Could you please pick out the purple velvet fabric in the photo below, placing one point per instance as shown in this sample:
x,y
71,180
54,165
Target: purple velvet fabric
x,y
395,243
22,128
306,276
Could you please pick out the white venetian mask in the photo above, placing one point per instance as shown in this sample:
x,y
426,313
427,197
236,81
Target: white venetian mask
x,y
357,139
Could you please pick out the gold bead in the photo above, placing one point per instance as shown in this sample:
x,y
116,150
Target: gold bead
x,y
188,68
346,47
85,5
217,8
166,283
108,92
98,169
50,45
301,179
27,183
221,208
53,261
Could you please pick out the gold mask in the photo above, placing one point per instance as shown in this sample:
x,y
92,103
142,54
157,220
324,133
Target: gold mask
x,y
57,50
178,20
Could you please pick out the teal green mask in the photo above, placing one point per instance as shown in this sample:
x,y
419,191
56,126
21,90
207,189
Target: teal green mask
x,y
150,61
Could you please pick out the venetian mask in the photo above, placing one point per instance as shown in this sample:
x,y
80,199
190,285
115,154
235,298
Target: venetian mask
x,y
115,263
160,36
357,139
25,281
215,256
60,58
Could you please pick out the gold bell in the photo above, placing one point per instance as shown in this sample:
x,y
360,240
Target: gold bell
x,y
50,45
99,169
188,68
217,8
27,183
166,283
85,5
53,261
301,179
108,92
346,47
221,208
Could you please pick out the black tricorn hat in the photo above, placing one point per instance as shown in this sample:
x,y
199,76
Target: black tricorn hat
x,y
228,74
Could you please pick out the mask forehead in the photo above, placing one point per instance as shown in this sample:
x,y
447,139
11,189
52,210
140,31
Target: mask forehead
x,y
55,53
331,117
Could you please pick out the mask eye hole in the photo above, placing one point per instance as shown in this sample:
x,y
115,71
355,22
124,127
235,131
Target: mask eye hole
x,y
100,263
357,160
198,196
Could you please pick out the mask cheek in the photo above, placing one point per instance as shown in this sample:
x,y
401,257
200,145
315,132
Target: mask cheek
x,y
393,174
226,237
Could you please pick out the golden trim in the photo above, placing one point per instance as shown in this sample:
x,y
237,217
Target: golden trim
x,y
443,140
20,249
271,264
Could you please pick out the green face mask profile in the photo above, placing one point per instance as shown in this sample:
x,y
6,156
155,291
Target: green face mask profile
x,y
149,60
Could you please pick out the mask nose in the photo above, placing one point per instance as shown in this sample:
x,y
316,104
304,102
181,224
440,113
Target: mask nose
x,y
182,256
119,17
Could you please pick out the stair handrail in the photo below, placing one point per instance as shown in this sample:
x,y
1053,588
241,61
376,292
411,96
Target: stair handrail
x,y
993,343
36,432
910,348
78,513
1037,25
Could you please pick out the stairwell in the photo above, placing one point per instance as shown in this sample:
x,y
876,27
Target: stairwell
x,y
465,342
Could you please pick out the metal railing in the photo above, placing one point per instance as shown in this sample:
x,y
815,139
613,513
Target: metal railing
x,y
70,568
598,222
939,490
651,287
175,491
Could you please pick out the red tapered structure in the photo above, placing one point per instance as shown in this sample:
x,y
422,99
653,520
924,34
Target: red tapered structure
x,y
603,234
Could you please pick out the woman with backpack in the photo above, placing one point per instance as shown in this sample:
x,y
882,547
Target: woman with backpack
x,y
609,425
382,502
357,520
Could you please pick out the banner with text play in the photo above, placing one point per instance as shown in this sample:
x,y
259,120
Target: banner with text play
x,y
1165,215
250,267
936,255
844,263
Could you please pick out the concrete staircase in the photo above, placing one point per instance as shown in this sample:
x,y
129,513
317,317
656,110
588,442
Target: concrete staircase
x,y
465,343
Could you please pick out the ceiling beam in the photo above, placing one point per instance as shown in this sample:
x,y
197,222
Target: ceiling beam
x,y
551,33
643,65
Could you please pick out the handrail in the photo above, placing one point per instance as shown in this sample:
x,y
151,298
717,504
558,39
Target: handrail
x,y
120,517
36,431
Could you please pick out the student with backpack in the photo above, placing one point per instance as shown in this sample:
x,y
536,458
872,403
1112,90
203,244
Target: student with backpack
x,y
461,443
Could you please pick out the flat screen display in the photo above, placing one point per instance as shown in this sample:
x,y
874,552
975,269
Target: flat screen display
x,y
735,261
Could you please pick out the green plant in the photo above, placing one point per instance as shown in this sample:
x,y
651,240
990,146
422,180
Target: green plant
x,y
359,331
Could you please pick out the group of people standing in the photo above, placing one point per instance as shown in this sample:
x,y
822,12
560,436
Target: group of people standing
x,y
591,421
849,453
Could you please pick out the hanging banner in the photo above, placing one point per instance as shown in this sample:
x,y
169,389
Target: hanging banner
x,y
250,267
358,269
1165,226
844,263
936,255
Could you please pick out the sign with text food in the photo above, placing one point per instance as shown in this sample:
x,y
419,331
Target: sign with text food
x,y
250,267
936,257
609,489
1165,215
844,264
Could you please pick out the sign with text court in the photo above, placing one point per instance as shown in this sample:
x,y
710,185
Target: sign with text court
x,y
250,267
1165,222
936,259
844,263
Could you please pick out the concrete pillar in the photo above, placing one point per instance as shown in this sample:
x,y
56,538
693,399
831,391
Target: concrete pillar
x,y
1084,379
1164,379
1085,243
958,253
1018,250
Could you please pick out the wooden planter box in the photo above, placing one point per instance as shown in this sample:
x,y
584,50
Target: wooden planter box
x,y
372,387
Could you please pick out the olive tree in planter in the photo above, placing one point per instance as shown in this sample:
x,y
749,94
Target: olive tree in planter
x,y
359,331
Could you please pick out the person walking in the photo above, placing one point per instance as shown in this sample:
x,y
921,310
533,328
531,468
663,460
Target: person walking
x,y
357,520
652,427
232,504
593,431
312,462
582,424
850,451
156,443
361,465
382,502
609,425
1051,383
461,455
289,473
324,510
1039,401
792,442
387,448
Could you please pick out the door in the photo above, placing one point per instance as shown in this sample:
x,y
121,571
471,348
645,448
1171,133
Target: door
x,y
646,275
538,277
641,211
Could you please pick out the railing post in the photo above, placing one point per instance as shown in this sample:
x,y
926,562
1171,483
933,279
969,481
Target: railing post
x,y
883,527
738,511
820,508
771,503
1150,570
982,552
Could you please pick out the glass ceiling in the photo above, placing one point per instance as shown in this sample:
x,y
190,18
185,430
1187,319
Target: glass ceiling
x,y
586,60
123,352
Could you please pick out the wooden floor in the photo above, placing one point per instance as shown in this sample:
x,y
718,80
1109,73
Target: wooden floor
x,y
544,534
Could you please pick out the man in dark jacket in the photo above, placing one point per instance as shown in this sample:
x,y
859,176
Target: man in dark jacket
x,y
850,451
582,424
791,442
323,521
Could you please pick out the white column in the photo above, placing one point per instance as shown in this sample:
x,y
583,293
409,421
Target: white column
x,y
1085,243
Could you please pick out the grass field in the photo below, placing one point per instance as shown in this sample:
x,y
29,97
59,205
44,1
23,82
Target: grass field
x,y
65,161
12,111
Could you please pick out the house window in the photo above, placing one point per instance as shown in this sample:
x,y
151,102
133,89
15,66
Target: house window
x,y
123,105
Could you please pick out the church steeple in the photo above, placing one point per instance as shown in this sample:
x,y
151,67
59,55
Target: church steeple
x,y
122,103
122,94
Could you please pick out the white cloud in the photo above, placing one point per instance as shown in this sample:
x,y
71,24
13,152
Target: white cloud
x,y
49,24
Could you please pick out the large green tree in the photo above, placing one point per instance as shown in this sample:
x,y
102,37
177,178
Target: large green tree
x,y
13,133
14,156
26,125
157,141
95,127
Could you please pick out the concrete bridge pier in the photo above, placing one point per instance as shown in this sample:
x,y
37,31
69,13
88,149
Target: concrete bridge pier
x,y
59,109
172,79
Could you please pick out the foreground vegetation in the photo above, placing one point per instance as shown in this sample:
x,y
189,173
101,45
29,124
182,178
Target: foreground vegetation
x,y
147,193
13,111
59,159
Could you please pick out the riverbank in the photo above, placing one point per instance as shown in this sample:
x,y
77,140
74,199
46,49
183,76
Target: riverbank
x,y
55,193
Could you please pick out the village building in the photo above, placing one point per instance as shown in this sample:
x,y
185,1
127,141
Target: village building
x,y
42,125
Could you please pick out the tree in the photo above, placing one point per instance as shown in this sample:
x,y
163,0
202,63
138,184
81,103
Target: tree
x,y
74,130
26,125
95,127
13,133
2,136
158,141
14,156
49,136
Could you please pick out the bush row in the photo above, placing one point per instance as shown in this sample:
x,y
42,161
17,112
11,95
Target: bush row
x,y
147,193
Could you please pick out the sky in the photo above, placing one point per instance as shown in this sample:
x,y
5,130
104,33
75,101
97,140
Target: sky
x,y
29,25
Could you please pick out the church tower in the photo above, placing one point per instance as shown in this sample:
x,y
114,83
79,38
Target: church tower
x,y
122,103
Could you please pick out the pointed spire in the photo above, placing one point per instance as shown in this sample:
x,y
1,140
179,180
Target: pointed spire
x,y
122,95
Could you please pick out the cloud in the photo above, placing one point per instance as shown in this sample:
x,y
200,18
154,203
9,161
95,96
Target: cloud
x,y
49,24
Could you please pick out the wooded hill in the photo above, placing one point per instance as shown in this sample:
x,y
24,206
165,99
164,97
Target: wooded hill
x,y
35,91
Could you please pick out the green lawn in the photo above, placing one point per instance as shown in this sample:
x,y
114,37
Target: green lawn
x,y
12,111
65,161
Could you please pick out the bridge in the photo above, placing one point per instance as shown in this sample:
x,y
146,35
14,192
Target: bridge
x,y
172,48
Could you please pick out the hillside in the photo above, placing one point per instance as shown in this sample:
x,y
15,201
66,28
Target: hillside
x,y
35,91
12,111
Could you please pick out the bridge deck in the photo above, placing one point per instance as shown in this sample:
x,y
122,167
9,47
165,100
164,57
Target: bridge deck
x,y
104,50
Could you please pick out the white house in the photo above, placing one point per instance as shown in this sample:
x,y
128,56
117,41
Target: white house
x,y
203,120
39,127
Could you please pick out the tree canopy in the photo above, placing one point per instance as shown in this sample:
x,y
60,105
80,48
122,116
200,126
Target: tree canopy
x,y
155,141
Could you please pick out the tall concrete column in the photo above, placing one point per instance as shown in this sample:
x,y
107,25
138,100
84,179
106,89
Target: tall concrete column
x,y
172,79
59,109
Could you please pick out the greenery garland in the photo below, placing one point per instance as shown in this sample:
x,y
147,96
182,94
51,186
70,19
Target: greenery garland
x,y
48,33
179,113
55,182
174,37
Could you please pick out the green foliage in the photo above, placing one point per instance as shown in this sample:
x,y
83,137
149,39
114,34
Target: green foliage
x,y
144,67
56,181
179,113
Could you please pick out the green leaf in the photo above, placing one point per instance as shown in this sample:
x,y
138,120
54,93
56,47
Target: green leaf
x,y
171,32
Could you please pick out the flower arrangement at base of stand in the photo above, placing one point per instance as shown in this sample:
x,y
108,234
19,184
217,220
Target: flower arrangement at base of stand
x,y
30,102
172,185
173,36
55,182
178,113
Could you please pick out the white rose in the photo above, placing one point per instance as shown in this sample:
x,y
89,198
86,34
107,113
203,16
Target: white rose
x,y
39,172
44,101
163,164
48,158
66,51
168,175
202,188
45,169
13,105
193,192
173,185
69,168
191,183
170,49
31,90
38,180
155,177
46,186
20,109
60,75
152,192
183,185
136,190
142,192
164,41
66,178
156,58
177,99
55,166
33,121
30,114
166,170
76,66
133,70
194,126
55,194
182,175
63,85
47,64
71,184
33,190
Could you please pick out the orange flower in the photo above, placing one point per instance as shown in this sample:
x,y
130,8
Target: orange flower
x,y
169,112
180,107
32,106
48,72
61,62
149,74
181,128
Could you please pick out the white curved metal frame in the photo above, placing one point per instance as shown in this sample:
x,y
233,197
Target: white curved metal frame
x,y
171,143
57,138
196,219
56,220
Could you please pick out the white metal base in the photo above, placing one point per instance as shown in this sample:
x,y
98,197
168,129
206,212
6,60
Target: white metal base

WHAT IS NEEDED
Find the line that contains "Could you please pick out the tree canopy". Repeat it and every line after it, exactly as written, up to and including the last line of the records above.

PROBLEM SOLUTION
Could you please pick out the tree canopy in the photo above, placing one point per instance as shown in this sample:
x,y
60,105
80,48
122,116
200,126
Target: tree canopy
x,y
155,141
Could you please pick out the tall concrete column in the photo above, placing one point per instance as shown in this sample:
x,y
107,25
138,100
84,179
106,89
Target: tall concrete column
x,y
172,79
59,109
Could you please pick out the greenery garland in the photo below, placing one point per instance as shown in this sample:
x,y
147,96
182,94
51,186
70,19
Target: greenery garland
x,y
48,33
179,113
55,182
174,37
Could you please pick out the green foliage in the photo above, placing one point per instance as shown in this sample:
x,y
83,137
149,39
114,34
Target: green foliage
x,y
144,67
56,181
179,113
Could you please pick out the green leaf in the photo above, placing one point per instance as shown in this sample:
x,y
138,120
54,93
56,47
Target: green leaf
x,y
171,32
Could you please pick out the flower arrangement at base of stand in the photo above, placing one point per instance as shown in this sample:
x,y
108,234
19,184
217,220
Target: flower arrangement at base of stand
x,y
30,102
172,185
173,36
55,182
178,113
Could you please pick out the white rose in the photo above, placing one point per instance as shown in this sample:
x,y
89,198
86,34
107,113
203,16
Target: white rose
x,y
39,172
44,101
163,164
48,158
66,51
168,175
202,188
45,169
13,105
193,192
173,185
69,168
191,183
170,49
31,90
38,180
155,177
46,186
20,109
60,75
152,192
183,185
136,190
142,192
164,41
66,178
156,58
177,99
55,166
33,121
30,114
166,170
76,66
133,70
194,126
55,194
182,175
63,85
47,64
71,184
33,190
Could you please pick out the orange flower in the photo above, placing one point per instance as shown in this sample:
x,y
130,8
Target: orange flower
x,y
169,112
180,107
32,106
48,72
61,62
149,74
181,128
Could you please pick out the white curved metal frame in the photo above, placing one point per instance as shown in this sample:
x,y
233,197
Target: white curved metal frame
x,y
171,143
57,138
196,219
56,220
Could you please pick out the white metal base in the photo above, placing one point per instance as shown in this sample:
x,y
98,197
168,129
206,212
6,60
Target: white metal base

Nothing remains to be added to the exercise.